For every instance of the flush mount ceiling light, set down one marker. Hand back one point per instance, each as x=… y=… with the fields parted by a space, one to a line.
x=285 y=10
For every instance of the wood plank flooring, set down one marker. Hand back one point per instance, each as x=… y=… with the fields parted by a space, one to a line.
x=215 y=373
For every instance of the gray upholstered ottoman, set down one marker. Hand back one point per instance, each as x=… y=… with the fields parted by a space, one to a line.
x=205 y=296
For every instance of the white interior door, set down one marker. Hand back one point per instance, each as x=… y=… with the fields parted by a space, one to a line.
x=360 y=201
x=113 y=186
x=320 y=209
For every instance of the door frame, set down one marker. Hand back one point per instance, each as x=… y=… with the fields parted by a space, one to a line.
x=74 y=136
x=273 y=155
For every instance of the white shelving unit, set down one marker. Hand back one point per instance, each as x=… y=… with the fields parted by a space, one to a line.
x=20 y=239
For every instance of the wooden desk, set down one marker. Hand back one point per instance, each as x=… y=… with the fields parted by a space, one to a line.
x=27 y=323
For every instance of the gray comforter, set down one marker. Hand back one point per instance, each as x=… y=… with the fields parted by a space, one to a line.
==
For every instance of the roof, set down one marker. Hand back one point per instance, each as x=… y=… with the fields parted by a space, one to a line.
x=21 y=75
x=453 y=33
...
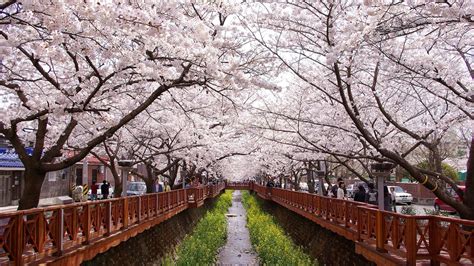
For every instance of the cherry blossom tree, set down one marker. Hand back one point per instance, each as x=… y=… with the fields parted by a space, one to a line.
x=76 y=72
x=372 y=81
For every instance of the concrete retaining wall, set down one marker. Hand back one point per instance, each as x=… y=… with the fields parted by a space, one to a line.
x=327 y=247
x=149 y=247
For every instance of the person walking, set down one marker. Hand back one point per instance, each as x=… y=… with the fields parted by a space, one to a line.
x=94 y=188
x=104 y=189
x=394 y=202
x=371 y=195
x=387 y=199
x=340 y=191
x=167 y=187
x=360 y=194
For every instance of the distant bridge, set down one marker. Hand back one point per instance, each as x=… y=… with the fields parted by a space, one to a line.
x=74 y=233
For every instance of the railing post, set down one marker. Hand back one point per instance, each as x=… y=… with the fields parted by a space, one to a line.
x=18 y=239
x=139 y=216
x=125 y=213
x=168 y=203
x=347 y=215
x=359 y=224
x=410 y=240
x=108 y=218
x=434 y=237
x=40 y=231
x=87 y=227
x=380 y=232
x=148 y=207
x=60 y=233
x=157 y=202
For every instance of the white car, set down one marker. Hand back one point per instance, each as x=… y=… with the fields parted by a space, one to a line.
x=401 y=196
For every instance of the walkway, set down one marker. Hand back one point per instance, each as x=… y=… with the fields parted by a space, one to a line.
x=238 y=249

What to work on
Could you reproduce exactly the lines of the entries above, from the one with "For every instance of the white shelving" through the one with "For every instance of the gray comforter, set", and nothing else?

Answer space
For every instance of the white shelving unit, set down one marker. Hand back one point per instance, each as x=… y=… with the fields parted by a space, one to a line.
x=20 y=239
For every instance of the wooden desk, set down one marker. Hand back one point per instance, each as x=… y=… with the fields parted by a space, one to a line.
x=27 y=323
For every instance of the gray comforter, set down one marker. Hand back one point per instance, each as x=… y=… with the fields parted by a space, one to a line.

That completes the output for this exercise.